* **Quoted text**:
------------------------------------------------
# Picture this - sounds like



## David H (Jun 12, 2013)

*Summertime:*

The following are puzzles of a type 'something or something' question
as an example only *sandcastles or collecting shells* they are not necessarily opposites.


*1.*






_________

*2.*





_________

*3.*





_________

*4.*







*Good Luck*


----------



## Northerner (Jun 12, 2013)

1 - Sunscreen or sunblock


----------



## LeeLee (Jun 12, 2013)

1. Sunscreen or sunblock

Damn! 1 minute too slow... and that's the only one I have time for before I set off for work!


----------



## David H (Jun 12, 2013)

Northerner said:


> 1 - Sunscreen or sunblock



Well Done Alan, on trhe ball this morning.

Sum - (door)Screen - R - S - On - B- Lock


----------



## Redkite (Jun 12, 2013)

2. Cucumber sandwiches or ice cream cone?


----------



## David H (Jun 12, 2013)

Redkite said:


> 2. Cucumber sandwiches or ice cream cone?
------------------------------------------------
* **Challenge**: Translate this sentence from the puzzle thread into Spanish: "1 minute too slow... and that's the only one I have time for before I set off for work!"

* **Recorded data**:
------------------------------------------------
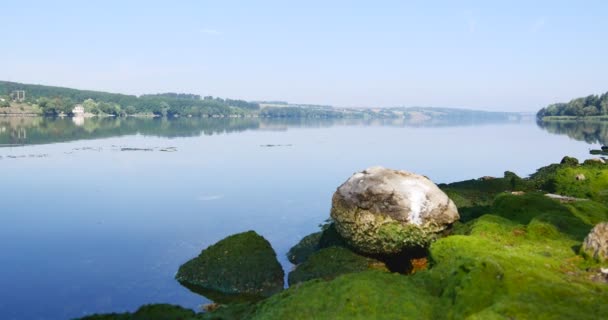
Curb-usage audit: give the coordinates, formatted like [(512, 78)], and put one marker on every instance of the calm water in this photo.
[(86, 227)]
------------------------------------------------
* **The result**: ¡Un minuto de retraso... y es el único que me da tiempo a hacer antes de irme a trabajar!